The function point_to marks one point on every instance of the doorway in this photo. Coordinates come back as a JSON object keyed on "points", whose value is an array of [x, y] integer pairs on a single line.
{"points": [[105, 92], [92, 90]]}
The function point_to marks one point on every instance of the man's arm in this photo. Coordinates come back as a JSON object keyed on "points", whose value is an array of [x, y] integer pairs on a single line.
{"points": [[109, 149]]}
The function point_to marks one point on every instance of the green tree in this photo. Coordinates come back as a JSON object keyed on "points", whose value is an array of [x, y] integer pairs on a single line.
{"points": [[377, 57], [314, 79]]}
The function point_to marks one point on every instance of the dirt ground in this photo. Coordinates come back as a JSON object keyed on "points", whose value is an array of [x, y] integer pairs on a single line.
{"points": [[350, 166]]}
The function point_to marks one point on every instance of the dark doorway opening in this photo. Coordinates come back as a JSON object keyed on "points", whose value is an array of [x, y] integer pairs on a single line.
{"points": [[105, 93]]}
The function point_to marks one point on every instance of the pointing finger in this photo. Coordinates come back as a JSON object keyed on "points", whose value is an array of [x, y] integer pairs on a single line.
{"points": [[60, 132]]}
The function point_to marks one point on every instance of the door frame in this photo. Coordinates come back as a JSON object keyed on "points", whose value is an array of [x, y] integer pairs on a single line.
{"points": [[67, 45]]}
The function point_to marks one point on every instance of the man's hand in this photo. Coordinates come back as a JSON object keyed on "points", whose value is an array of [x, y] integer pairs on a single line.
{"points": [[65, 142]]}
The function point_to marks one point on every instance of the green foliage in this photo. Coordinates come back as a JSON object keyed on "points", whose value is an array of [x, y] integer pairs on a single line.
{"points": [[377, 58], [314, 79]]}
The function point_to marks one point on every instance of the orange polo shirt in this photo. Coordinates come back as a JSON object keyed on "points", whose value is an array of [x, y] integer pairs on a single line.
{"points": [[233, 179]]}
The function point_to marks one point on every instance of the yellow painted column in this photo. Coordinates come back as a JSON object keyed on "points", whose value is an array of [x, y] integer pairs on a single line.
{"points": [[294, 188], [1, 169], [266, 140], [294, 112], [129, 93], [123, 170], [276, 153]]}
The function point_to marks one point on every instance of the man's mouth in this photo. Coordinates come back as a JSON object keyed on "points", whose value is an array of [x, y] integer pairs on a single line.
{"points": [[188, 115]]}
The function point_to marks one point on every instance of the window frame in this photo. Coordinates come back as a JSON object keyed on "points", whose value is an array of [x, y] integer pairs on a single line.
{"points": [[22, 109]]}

☆ ☆ ☆ ☆ ☆ ☆ ☆

Goal
Rewrite the lines from the one containing "of the window" through the end of the entries, both included, as a Markdown table with the columns Row and Line, giving each row a number and omitting any blank lines.

Exercise output
| Row | Line |
|---|---|
| 1 | The function point_to marks one point on every instance of the window frame in this photo. Coordinates come back as a JSON object keyed on "points", whose value is an array of [x, y] integer pairs on a single line. |
| 2 | {"points": [[22, 109]]} |